Brano da leggere:
Io non dico che questa posizione sia spregevole né penso che si esce da questa situazione tagliando le teste. Dico però che è vitale ed è urgente un congresso vero che sciolga questo nodo fino in fondo. Ma come? E' su questo che vorrei dire qualcosa.
La tesi che voglio sostenere è questa. Smetterla di discutere in astratto della identità della sinistra, fare il Congresso non su di noi ma su quale Italia esce da questo straordinario decennio e su come noi siamo stati dentro la sua trasformazione e l'abbiamo (bene? male?) guidata. Perché se è vero che, dopotutto, la sinistra non è un fatto "trascendentale" ma un fatto storico e che le ragioni per cui essa ha dominato l'epoca dell'industrialismo sono in parte venute meno io non mi scandalizzo per certi cedimenti. Il compito di una nuova leadership è quello di tornare a dimostrare la necessità e la funzione storicopolitica della sinistra nel nuovo scenario che si è aperto nel mondo.
Quale idea abbiamo del nostro paese in questo nuovo scenario? Parlo dell'Italia reale che non sta solo nei numeri che hanno dato la vittoria alla destra, i quali, per fortuna, non sono una valanga. Penso al nuovo profilo del paese, al fatto che mentre noi ci dividiamo in tante correnti e lasciamo il partito per molti mesi senza segretario, la scena politica è occupata da un grande partito di destra, organizzato e di massa (30 per cento dei voti) con un leader carismatico. Una bella lezione per i nostri piccoli narcisi. Parlo delle alleanze sociali che la destra ha fatto nonché del ritorno prepotente sulla scena di una cultura di destra che va dalla volgarità dei suoi nuovi giornali e delle sue televisioni all'impegno accanito di una schiera crescente di intellettuali (spesso ex gruppettari) volto a spezzare la linea di continuità sulla quale si è costruita la coscienza civile dell'Italia repubblicana.

Dati forniti:
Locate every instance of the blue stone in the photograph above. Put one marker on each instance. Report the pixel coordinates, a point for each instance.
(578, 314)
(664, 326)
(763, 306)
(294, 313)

Obiettivi:
- a) Rispondi a queste domande sul brano sulla sinistra:
(i) Secondo l'autore, che cosa è vitale e urgente?
(ii) Quale epoca ha dominato la sinistra?
(iii) Che percentuale dei voti ha il grande partito di destra?
- b) Per favore, elenca tutte le caratteristiche con cui il brano sulla sinistra descrive il partito di destra che occupa la scena politica.
- c) Prosegui il brano sulla sinistra a partire dalla sua ultima frase.

Soluzioni dell'esercizio:
- a)
(i) Un congresso vero che sciolga questo nodo fino in fondo.
(ii) L'epoca dell'industrialismo.
(iii) Il 30 per cento.

- b)
- grande
- organizzato
- di massa (30 per cento dei voti)
- con un leader carismatico

- c)
Noi dobbiamo discutere di queste cose. Perché solo misurandosi con esse risulta evidente la falsità della contrapposizione tra le ragioni della sinistra e quelle dell'Ulivo. Se l'Ulivo – come io penso non è solo una coalizione elettorale ma è il luogo dove il meglio delle culture riformiste italiane (finora tutte minoritarie) si devono incontrare e contaminare; se esso è il campo che si deve offrire a quegli elettori che non si identificano con i singoli partiti ma chiedono alla coalizione il senso di una alleanza vera, coesa, seria, noi abbiamo un chiaro dovere. Che non è quello di renderci invisibili ma di ridefinire il profilo del riformismo italiano ed europeo a fronte di questo passaggio d'epoca. E farlo non solo per riorganizzare la sinistra ma per dare base e sostanza a una alleanza più larga, in grado di aprire una crisi nel blocco di destra e di conquistare la maggioranza del paese reale.
Il tema politico che sta al centro dell'agenda del paese è questo. Non sono le nostre beghe. Il tema del Congresso è come costruire questa grande alleanza tra i riformisti. Ma la mia tesi è che per costruirla è necessario superare quegli errori e quelle visioni riduttive del problema italiano che hanno logorato la coalizione, indebolito noi e fornito uno spazio alla destra. Sbagli ne abbiamo fatti tutti. Ma pensare di affrontare problemi di questa difficoltà e di questo spessore anche ideale cancellando una sinistra che ha cento anni di storia era veramente una sciocchezza.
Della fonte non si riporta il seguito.